===== SUPPLIED ENTRIES =====
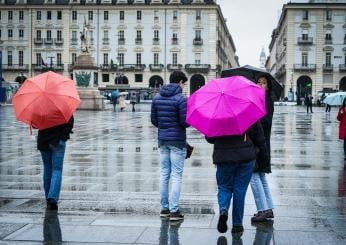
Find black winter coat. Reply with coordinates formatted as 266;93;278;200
206;121;267;164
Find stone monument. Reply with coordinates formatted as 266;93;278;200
73;20;105;110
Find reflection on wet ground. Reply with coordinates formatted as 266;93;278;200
0;104;346;245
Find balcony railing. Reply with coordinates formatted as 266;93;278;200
193;38;203;45
293;64;316;72
153;37;160;45
135;38;142;45
339;64;346;72
2;64;29;71
298;37;314;45
34;38;43;44
54;38;64;45
323;64;333;72
172;38;178;45
100;64;117;71
185;64;210;73
149;64;164;71
118;64;145;71
44;38;53;44
118;38;125;45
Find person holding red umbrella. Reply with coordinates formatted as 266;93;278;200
37;116;74;210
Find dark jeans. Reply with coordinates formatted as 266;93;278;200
41;140;66;201
216;161;255;225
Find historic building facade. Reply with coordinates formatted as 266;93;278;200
0;0;239;94
266;0;346;101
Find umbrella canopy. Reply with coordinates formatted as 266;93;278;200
186;76;267;137
221;65;283;100
13;71;80;129
323;92;346;105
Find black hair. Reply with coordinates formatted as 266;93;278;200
169;71;187;83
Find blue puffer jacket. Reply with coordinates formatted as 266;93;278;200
151;83;189;144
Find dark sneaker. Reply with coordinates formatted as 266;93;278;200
47;199;58;210
160;209;171;218
169;210;184;221
217;214;228;233
232;225;244;240
251;212;267;222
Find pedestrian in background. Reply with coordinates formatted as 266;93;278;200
304;94;314;113
37;116;74;210
251;76;274;222
151;71;189;221
336;98;346;160
206;121;266;236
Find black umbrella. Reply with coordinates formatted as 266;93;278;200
221;65;283;100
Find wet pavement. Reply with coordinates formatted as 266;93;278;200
0;104;346;245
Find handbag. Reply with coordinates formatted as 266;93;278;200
185;143;193;159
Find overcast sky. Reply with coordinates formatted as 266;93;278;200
216;0;289;66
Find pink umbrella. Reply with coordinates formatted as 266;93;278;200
186;76;267;137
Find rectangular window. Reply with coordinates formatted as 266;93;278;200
136;53;142;65
18;50;24;66
71;53;77;65
8;11;13;21
19;10;24;20
326;9;333;21
172;53;178;65
7;51;12;66
303;10;309;20
103;53;108;65
196;10;201;20
326;52;332;66
72;10;77;20
56;30;62;41
47;30;52;40
36;11;41;20
56;11;62;20
302;53;308;66
135;74;143;83
173;10;178;20
88;11;94;20
154;53;159;65
36;30;42;40
36;53;42;65
118;53;124;66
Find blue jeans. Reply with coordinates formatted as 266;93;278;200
251;173;274;211
41;140;66;202
160;145;186;212
216;161;255;226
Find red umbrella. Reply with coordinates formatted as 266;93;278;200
13;71;80;129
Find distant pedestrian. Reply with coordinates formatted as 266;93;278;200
130;92;137;111
337;98;346;160
326;104;332;112
206;121;266;236
304;94;314;113
151;71;189;221
251;77;274;222
37;116;74;210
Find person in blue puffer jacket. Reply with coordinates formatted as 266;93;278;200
151;71;189;221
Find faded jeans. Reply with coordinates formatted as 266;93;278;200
=====
• WHAT THE EXERCISE ASKS
Can you extract the lines of the listing from the one containing "Find stone monument." through the one containing "118;38;125;45", both included, and reproduce them unchanged?

• FULL ANSWER
Find stone monument. Reply with coordinates formatted as 266;93;278;200
73;20;105;110
Find reflection on wet ground. Reply with coordinates formatted as 266;93;278;200
0;104;346;245
Find balcony railing. Reply with coordinates formatted as 266;93;278;200
193;38;203;45
293;64;316;72
153;37;160;45
135;38;142;45
339;64;346;72
2;64;29;71
298;37;314;45
34;38;43;44
54;38;64;45
323;64;333;72
172;38;178;45
100;64;117;71
185;64;210;73
149;64;164;71
118;64;145;71
44;38;53;44
118;38;125;45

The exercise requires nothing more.